Records from a collection:
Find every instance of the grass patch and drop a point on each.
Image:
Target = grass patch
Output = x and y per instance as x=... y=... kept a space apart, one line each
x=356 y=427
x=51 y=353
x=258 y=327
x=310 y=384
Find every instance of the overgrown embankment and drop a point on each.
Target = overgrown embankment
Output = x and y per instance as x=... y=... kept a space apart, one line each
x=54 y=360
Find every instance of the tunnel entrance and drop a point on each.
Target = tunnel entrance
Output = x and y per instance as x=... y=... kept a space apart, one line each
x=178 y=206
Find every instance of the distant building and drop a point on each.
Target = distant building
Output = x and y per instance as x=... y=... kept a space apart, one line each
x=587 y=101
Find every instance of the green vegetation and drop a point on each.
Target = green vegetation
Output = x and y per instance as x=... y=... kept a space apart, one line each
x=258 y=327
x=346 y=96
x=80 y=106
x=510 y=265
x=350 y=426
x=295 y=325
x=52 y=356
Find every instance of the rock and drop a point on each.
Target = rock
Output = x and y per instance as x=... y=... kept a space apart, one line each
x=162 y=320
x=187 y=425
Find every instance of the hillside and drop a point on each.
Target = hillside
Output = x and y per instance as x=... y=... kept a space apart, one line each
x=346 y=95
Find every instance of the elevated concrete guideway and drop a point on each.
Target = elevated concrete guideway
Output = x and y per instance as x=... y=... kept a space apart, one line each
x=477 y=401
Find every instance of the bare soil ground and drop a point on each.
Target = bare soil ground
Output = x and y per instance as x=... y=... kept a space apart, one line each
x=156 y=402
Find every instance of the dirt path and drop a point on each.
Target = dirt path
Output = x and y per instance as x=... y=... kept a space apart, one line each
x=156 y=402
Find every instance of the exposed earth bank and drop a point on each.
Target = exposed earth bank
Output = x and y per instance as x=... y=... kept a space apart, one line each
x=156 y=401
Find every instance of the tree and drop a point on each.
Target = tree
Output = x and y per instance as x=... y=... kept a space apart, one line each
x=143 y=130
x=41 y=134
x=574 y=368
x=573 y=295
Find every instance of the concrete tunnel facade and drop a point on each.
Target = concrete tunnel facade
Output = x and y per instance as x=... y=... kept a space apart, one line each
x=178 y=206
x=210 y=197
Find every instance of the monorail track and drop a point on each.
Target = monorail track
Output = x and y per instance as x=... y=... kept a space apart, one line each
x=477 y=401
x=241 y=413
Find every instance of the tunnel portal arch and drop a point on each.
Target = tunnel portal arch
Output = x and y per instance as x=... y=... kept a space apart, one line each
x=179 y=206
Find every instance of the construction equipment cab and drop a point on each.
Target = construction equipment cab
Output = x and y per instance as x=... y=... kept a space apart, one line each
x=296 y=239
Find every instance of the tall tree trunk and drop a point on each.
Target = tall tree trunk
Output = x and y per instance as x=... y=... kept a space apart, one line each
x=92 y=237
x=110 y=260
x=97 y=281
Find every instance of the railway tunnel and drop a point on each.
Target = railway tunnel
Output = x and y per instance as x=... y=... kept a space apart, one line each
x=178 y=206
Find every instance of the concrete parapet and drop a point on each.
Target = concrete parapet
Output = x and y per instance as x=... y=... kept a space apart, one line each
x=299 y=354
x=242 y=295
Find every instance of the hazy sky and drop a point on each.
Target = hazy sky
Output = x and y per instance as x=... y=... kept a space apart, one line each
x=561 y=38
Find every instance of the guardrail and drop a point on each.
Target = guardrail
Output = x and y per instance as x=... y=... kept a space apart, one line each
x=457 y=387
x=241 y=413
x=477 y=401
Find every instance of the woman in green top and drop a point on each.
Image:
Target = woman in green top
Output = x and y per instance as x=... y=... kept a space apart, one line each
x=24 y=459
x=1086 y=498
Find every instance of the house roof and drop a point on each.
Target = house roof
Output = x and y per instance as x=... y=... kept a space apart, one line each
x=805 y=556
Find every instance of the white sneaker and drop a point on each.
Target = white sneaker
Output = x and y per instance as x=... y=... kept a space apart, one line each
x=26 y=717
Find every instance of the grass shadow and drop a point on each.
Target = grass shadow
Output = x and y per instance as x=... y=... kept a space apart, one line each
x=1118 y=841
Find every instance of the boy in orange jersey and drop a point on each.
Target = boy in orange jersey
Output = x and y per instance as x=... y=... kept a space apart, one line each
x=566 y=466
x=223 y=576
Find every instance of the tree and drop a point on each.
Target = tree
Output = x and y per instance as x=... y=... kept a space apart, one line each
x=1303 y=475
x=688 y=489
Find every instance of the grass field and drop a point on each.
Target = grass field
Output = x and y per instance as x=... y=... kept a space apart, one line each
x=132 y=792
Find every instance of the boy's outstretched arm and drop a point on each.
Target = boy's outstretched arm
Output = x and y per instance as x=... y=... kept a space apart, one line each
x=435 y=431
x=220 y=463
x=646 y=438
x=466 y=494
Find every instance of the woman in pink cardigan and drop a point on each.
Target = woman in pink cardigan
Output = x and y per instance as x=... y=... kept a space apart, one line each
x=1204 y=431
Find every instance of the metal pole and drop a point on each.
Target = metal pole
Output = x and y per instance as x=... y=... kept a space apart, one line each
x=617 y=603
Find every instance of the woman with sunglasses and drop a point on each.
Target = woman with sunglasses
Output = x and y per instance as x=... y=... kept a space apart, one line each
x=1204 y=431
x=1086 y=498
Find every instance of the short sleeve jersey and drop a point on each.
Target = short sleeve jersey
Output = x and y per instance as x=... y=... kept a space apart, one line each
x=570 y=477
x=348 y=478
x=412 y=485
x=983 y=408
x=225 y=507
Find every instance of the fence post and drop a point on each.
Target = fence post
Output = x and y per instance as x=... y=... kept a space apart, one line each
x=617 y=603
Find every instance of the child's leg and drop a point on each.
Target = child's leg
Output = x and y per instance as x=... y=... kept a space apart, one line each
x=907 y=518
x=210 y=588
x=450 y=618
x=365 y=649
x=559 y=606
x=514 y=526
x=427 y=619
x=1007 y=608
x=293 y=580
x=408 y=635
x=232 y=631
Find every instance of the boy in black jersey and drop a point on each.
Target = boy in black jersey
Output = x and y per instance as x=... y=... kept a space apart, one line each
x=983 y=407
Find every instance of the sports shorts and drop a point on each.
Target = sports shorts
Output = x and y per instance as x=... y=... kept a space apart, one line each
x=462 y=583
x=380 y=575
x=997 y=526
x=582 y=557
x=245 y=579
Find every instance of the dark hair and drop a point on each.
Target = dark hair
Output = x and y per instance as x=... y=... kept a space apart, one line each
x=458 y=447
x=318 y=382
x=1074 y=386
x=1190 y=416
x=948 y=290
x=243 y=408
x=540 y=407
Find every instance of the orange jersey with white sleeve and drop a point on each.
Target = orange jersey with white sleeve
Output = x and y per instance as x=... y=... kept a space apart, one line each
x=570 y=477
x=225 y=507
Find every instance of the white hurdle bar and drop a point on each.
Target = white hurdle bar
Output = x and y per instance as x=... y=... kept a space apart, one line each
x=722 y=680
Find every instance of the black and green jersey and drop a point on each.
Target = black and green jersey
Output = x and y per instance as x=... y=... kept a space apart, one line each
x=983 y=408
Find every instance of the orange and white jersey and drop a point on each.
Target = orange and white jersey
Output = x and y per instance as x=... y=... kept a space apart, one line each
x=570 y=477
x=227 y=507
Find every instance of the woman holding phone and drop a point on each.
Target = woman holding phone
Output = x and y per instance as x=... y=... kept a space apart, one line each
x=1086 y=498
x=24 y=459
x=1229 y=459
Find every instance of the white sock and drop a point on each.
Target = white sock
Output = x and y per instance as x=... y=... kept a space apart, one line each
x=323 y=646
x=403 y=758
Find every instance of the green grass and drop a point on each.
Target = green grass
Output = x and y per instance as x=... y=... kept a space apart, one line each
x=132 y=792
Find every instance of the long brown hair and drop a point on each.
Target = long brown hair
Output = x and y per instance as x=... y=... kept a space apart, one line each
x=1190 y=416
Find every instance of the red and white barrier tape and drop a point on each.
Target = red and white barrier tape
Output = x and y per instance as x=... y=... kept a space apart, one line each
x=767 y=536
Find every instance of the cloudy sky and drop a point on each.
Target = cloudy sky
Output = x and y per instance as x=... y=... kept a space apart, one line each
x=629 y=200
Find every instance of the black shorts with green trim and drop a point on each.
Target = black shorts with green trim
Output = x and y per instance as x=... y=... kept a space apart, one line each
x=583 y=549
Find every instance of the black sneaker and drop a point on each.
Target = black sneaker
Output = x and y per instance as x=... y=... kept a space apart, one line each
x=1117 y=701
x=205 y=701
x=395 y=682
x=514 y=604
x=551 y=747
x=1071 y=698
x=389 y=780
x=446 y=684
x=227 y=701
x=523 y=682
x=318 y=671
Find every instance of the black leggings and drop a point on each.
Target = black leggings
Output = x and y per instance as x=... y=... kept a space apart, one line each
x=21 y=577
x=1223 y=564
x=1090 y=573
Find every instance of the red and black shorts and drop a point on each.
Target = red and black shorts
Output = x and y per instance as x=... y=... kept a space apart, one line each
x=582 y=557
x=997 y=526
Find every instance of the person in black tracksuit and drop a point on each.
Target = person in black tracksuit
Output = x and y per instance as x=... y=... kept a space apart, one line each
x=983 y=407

◆ PROBLEM TO WORK ON
Print the lines above, unchanged, from the start of the records to the line with "Find every instance of the tunnel entrance", including that final line.

◆ TASK RESULT
Find every instance of the grass patch and drop a point on each.
Image:
Target = grass patch
Output = x and y per instance as x=... y=... kept a space apart, one line each
x=356 y=427
x=51 y=353
x=258 y=327
x=310 y=384
Find every instance of the overgrown embankment and drop a point on each.
Target = overgrown embankment
Output = x and y per instance as x=... y=... kept a space apart, one line each
x=54 y=360
Find every instance of the tunnel entrance and drop a point on each.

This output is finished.